| Given request |
Pull out every line of the listing that contains the string "child", matching case exactly.

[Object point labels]
◇ ◇ ◇ ◇ ◇ ◇ ◇

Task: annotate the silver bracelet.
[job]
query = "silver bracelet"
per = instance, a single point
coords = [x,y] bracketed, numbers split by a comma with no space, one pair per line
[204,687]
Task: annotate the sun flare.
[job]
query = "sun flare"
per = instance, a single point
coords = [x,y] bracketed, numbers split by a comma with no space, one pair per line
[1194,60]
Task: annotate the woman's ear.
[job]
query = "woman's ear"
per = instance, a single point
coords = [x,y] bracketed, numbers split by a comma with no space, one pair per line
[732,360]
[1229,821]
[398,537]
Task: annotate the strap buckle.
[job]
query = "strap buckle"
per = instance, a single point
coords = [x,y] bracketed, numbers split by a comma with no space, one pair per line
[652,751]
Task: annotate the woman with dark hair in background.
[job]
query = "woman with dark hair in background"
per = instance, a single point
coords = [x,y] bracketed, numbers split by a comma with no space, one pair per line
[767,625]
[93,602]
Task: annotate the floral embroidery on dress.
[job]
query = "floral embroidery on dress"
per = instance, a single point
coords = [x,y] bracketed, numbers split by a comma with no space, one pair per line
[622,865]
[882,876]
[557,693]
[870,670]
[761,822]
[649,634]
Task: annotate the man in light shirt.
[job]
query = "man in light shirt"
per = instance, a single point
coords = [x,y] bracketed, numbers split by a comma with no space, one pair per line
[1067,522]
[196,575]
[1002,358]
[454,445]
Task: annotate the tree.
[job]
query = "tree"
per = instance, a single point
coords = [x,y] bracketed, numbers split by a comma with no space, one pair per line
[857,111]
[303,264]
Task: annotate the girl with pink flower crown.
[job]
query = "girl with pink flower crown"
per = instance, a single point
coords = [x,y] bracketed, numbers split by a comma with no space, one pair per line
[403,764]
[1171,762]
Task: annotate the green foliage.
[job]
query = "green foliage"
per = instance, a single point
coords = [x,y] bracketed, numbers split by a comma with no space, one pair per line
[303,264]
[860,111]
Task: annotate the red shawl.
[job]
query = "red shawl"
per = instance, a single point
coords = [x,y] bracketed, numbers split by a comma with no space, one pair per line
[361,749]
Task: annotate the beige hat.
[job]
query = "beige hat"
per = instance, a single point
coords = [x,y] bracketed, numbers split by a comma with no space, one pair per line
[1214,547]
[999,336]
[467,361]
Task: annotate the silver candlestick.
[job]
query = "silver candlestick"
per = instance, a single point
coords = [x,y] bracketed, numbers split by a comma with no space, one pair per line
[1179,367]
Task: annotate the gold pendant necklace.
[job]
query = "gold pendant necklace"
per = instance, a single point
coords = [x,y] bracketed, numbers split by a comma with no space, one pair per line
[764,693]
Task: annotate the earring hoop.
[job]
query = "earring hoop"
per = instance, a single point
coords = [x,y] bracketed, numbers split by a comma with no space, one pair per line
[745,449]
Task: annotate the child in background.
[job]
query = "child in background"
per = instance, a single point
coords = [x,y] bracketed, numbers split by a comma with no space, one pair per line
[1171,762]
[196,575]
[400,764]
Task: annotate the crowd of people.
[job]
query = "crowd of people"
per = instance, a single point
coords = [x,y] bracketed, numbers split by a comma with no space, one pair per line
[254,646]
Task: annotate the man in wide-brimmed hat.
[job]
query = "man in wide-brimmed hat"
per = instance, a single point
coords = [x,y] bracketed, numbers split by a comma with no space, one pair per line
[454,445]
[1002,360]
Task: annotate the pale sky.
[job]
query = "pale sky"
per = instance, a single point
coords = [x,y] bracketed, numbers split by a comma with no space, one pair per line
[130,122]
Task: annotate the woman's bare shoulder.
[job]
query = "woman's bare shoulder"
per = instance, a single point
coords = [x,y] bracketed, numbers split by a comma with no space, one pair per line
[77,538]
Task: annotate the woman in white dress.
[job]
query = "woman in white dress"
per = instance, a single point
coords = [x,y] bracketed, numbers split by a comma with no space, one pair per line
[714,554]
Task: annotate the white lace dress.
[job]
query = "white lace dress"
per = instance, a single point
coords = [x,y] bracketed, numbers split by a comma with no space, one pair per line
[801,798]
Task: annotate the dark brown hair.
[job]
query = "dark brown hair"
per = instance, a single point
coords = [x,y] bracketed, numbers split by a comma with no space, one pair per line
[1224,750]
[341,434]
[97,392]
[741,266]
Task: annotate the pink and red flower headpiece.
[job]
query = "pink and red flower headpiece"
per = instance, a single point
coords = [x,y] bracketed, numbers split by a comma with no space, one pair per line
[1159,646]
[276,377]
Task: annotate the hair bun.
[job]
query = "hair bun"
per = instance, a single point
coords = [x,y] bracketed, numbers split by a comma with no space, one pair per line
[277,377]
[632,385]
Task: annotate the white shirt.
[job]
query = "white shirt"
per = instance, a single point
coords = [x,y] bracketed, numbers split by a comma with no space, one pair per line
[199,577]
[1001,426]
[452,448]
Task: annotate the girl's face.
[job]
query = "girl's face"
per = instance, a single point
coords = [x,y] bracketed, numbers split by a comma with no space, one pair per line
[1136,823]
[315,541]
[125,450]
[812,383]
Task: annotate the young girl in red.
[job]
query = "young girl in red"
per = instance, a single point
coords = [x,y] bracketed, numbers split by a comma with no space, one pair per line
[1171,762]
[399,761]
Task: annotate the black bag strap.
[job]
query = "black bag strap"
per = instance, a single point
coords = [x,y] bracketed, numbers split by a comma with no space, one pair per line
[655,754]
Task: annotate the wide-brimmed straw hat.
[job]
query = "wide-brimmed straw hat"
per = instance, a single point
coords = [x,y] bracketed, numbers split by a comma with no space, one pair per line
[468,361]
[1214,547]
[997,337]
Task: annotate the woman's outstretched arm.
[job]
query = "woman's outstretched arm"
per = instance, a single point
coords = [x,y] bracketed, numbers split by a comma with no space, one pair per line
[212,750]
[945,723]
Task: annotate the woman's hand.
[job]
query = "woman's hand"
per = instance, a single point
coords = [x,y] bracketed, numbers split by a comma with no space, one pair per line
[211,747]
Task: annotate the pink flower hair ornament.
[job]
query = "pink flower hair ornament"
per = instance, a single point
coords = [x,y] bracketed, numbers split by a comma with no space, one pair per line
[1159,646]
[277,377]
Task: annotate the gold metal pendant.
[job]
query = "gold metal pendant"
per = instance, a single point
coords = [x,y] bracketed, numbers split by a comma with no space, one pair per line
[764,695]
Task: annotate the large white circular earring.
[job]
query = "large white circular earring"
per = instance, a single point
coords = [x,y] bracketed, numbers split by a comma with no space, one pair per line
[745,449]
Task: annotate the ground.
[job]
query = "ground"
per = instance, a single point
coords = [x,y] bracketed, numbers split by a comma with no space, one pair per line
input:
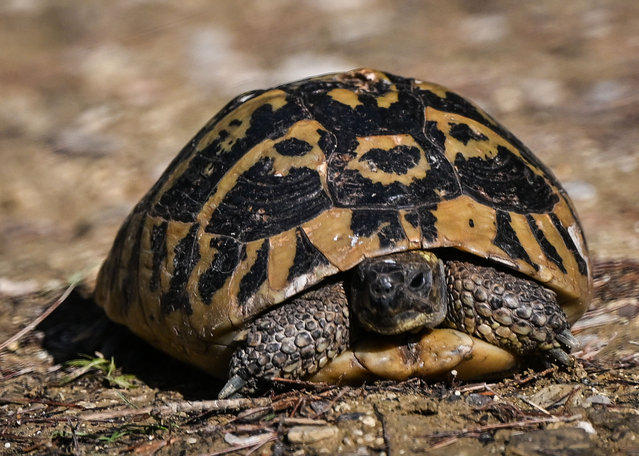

◇ ◇ ◇ ◇ ◇ ◇ ◇

| Answer to this task |
Task: annotate the child in background.
query = "child in background"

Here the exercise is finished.